* _Problem statement_
Each record must be reproduced exactly as it is shown.

** Opening Records shown block **

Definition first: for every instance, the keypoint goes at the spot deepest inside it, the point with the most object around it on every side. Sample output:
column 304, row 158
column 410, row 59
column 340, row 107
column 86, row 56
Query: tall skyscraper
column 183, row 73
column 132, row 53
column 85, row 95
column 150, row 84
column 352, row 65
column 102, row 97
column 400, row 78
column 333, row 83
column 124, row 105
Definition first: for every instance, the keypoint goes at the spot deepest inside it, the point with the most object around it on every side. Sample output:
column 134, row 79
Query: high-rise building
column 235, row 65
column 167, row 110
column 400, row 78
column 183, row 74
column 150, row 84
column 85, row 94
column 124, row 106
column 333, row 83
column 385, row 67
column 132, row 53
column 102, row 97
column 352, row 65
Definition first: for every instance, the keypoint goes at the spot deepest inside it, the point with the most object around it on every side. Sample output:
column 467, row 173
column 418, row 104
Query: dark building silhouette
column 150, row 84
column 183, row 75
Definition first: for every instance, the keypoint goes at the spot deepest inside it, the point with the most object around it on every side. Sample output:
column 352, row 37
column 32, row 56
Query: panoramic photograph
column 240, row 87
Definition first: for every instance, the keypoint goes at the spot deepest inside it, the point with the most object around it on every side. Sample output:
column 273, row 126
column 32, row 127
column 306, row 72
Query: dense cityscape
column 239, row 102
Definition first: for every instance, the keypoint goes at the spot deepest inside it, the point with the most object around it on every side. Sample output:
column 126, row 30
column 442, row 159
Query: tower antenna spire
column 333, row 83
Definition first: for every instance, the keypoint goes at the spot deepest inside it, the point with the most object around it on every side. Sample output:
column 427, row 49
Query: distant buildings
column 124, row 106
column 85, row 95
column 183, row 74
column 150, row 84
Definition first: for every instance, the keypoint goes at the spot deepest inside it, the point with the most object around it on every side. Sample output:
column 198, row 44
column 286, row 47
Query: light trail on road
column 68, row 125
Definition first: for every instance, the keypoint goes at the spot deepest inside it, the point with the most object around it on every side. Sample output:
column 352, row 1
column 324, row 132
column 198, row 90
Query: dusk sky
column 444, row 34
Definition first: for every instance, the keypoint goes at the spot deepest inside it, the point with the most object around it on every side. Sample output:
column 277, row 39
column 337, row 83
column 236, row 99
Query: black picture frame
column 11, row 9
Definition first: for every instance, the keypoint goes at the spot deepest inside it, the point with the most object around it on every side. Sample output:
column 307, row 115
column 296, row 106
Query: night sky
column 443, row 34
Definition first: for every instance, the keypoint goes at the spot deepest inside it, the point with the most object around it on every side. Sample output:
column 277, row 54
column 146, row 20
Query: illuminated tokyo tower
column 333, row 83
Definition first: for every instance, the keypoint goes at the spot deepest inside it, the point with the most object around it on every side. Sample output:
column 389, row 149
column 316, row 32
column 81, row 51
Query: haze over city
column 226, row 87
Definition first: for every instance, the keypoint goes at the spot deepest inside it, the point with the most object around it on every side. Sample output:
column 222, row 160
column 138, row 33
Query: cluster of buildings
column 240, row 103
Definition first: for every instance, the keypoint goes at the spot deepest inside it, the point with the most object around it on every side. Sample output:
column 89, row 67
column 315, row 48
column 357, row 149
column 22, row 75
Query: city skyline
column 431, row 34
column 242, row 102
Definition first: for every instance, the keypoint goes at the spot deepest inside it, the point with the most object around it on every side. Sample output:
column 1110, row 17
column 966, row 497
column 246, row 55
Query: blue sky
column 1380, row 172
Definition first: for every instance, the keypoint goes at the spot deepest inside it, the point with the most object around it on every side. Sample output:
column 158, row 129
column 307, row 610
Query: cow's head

** Closing Records shown block **

* _Result for this task_
Definition first: for every instance, the keypoint goes at the spot deepest inside it, the point with the most object around it on every side. Sample output:
column 304, row 158
column 410, row 59
column 340, row 107
column 86, row 56
Query: tall skyscraper
column 183, row 73
column 132, row 53
column 85, row 95
column 150, row 84
column 352, row 65
column 102, row 97
column 400, row 78
column 333, row 83
column 124, row 105
Definition first: for every instance, the keypoint goes at the spot deepest inside it, the point with the most object around it on every side. Sample output:
column 134, row 79
Query: high-rise building
column 235, row 65
column 167, row 110
column 400, row 78
column 183, row 74
column 150, row 84
column 85, row 94
column 124, row 106
column 333, row 83
column 385, row 67
column 132, row 53
column 102, row 97
column 352, row 65
Definition first: for every instance, the keypoint goes at the spot deepest inside it, the point with the most object around it on every side. Sample output:
column 467, row 173
column 418, row 104
Query: dark building silhouette
column 150, row 84
column 183, row 75
Definition first: for every instance, the keypoint goes at the spot deepest inside it, the point with the most object around it on every side. Sample output:
column 352, row 37
column 32, row 56
Query: panoramic photograph
column 240, row 87
Definition first: for every instance, the keypoint goes at the spot deepest inside it, the point with the most object around it on every side. Sample output:
column 273, row 126
column 32, row 127
column 306, row 72
Query: dense cityscape
column 239, row 102
Definition first: for every instance, the keypoint goes at the spot deepest inside it, the point with the most object around it on every side. Sample output:
column 126, row 30
column 442, row 159
Query: tower antenna spire
column 333, row 83
Definition first: for every instance, the keypoint goes at the spot deepest inside it, the point with the most object around it on every side. Sample output:
column 427, row 49
Query: distant buildings
column 124, row 106
column 85, row 95
column 183, row 74
column 150, row 84
Definition first: for every instance, the keypoint goes at the spot deepest inside it, the point with the most object around it on every side. Sample output:
column 198, row 44
column 286, row 47
Query: light trail on road
column 68, row 125
Definition first: for every instance, the keypoint goes at the spot deepest inside it, the point with the most object around it on every side. Sample output:
column 352, row 1
column 324, row 132
column 198, row 90
Query: dusk sky
column 444, row 34
Definition first: for every instance, the keypoint goes at the spot deepest inside it, the point with the most object around it on every side. Sample output:
column 277, row 39
column 337, row 83
column 236, row 99
Query: black picture frame
column 11, row 9
Definition first: for every instance, the keypoint goes at the spot deepest inside it, the point with the most object around it on every side. Sample output:
column 307, row 115
column 296, row 106
Query: night sky
column 443, row 34
Definition first: for every instance, the keypoint goes at the spot deepest inside it, the point with the most object around it on every side. Sample output:
column 277, row 54
column 146, row 20
Query: illuminated tokyo tower
column 333, row 83
Definition first: for every instance, the keypoint goes at the spot deepest inside it, the point with the most object around it on every side. Sample output:
column 389, row 149
column 316, row 32
column 81, row 51
Query: haze over city
column 226, row 87
Definition first: for every instance, the keypoint goes at the spot deepest inside it, the point with the most object around it on every side. Sample output:
column 222, row 160
column 138, row 33
Query: cluster of buildings
column 240, row 103
Definition first: for every instance, the keypoint goes at the spot deepest inside it, the point with the most object around it on every side. Sample output:
column 89, row 67
column 315, row 48
column 357, row 149
column 22, row 75
Query: city skyline
column 431, row 34
column 242, row 102
Definition first: for every instance, the keypoint goes at the spot deepest inside it, the point with the most object around it on every side. Sample output:
column 1110, row 17
column 966, row 497
column 246, row 55
Query: blue sky
column 1380, row 172
Definition first: for every instance, the keypoint goes at the spot deepest inside it, the point with the most object around it on every side. Sample output:
column 158, row 129
column 307, row 610
Query: cow's head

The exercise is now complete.